→ **Given exercise a**:
Please write out the records again, starting at the line that contains "Dataset class: brick" and ending at the line that contains "[8,9,291,75]", both lines included. Keep the requests unchanged and offset every bounding box coordinate in the answers by 90.
======== Document text
Example usage of scaling configuration

Graphical representation of scaling flow for above configuration
Graphical representation of scaling flow for above configuration

Storage

  • Each container workload instance has access to its own ephemeral storage. It's removed after the container workload instances is removed.
  • It has a fixed size of 20GB.
  • This storage is shared between all containers running in the container workload instance. However, if you have 2 concurrently running container workload intances, they do not share this storage.
  • To store data persistently, consider using Buckets.

Accessing other resources

  • For most of the AWS resources, resource-to-resource communication is not allowed by default. This helps to enforce security and resource isolation. Access must be explicitly granted using IAM (Identity and Access Management) permissions.

  • Access control of Relational Databases is not managed by IAM. These resources are not "cloud-native" by design and have their own access control mechanism (connection string with username and password). They are accessible by default, and you don't need to grant any extra IAM permissions. You can further restrict the access to your relational databases by configuring their access control mode.
================
======== Provided data
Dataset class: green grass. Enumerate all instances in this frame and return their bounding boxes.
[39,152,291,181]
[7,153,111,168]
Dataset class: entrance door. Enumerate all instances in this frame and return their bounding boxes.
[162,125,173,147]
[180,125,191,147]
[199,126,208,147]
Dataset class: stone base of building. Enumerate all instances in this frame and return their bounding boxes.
================
======== Provided data
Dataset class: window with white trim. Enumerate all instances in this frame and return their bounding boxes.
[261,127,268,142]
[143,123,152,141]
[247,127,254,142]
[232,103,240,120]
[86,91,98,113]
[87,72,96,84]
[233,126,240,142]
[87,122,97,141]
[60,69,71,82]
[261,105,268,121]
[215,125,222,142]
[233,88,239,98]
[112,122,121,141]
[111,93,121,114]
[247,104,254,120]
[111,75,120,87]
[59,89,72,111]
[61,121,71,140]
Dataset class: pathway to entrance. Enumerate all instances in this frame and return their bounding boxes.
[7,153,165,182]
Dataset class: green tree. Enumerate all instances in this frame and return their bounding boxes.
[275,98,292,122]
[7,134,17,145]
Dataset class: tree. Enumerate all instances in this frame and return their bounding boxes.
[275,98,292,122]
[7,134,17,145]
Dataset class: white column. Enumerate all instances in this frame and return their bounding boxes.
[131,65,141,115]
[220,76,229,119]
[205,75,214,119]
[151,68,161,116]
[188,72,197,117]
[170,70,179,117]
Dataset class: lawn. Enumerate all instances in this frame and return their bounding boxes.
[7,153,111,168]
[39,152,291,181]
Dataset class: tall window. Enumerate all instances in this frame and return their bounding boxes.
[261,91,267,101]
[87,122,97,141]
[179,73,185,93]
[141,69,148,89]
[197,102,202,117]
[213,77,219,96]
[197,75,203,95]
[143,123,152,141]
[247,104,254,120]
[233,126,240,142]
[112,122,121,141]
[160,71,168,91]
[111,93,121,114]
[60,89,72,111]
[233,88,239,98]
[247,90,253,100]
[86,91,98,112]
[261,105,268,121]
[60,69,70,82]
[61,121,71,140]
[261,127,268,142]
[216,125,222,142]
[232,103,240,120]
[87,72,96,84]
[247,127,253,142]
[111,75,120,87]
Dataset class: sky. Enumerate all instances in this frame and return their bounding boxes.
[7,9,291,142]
================
======== Provided data
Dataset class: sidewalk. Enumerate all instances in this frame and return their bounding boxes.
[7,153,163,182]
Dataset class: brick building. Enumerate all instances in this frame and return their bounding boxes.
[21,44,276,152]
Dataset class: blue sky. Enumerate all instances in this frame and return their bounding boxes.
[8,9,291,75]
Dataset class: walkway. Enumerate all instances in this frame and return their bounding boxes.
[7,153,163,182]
================
→ **Given exercise b**:
Return the document text on container storage and resource access in full, word for word.

→ **Output a**:
Dataset class: brick building. Enumerate all instances in this frame and return their bounding boxes.
[111,134,366,242]
Dataset class: blue sky. Enumerate all instances in this frame and return their bounding boxes.
[98,99,381,165]

→ **Output b**:
Example usage of scaling configuration

Graphical representation of scaling flow for above configuration
Graphical representation of scaling flow for above configuration

Storage

  • Each container workload instance has access to its own ephemeral storage. It's removed after the container workload instances is removed.
  • It has a fixed size of 20GB.
  • This storage is shared between all containers running in the container workload instance. However, if you have 2 concurrently running container workload intances, they do not share this storage.
  • To store data persistently, consider using Buckets.

Accessing other resources

  • For most of the AWS resources, resource-to-resource communication is not allowed by default. This helps to enforce security and resource isolation. Access must be explicitly granted using IAM (Identity and Access Management) permissions.

  • Access control of Relational Databases is not managed by IAM. These resources are not "cloud-native" by design and have their own access control mechanism (connection string with username and password). They are accessible by default, and you don't need to grant any extra IAM permissions. You can further restrict the access to your relational databases by configuring their access control mode.